* _Extrait fourni_:
Arrêt du 25 janvier 2008
Cour de droit pénal

MM. les Juges Schneider, Président,
Favre et Mathys.
Greffier: M. Oulevey.

X. ________,
recourant, représenté par Me Serge Milani, avocat,

contre

Procureur général du canton de Genève,
case postale 3565, 1211 Genève 3,
intimé.

Fixation de la peine,

recours contre l'arrêt de la Cour de justice du canton de Genève, Chambre
pénale, du 21 mai 2007.

Faits:

A.
De novembre 2005 à mars 2006, X.________ est allé quatre fois à Zurich
prendre livraison, pour le compte de tiers, de pucks d'héroïne, qu'il a
ensuite transportés à Genève pour les remettre à ses mandants. Au total, son
trafic a porté sur l'équivalent de 660 g d'héroïne pure.

Par jugement du 7 décembre 2006, le Tribunal de police du canton de Genève
l'a condamné, pour infraction grave à la loi fédérale sur les stupéfiants, à
deux ans et demi d'emprisonnement, sous déduction de la détention préventive.

B.
Sur appel du condamné, la Chambre pénale de la Cour de justice du canton de
Genève a, par arrêt du 21 mai 2007, confirmé la déclaration de culpabilité.
Mais, appliquant les nouvelles dispositions générales du code pénal, entrées
en vigueur le 1er janvier 2007, elle a réduit la peine à deux ans et demi de
privation de liberté dont quinze mois avec sursis, sous déduction de la
détention préventive.

C.

* _Données enregistrées_:
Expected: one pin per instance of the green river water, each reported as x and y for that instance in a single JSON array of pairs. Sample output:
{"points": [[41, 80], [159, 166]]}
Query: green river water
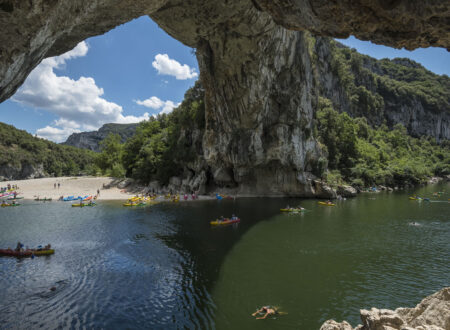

* _Consignes_:
Recopiez le passage de l'extrait fourni qui commence par « Par jugement du » et se poursuit jusqu'à « déclaration de culpabilité. », en y remplaçant « Tribunal de police » par « Tribunal correctionnel ».

* _Réponse attendue_:
Par jugement du 7 décembre 2006, le Tribunal correctionnel du canton de Genève
l'a condamné, pour infraction grave à la loi fédérale sur les stupéfiants, à
deux ans et demi d'emprisonnement, sous déduction de la détention préventive.

B.
Sur appel du condamné, la Chambre pénale de la Cour de justice du canton de
Genève a, par arrêt du 21 mai 2007, confirmé la déclaration de culpabilité.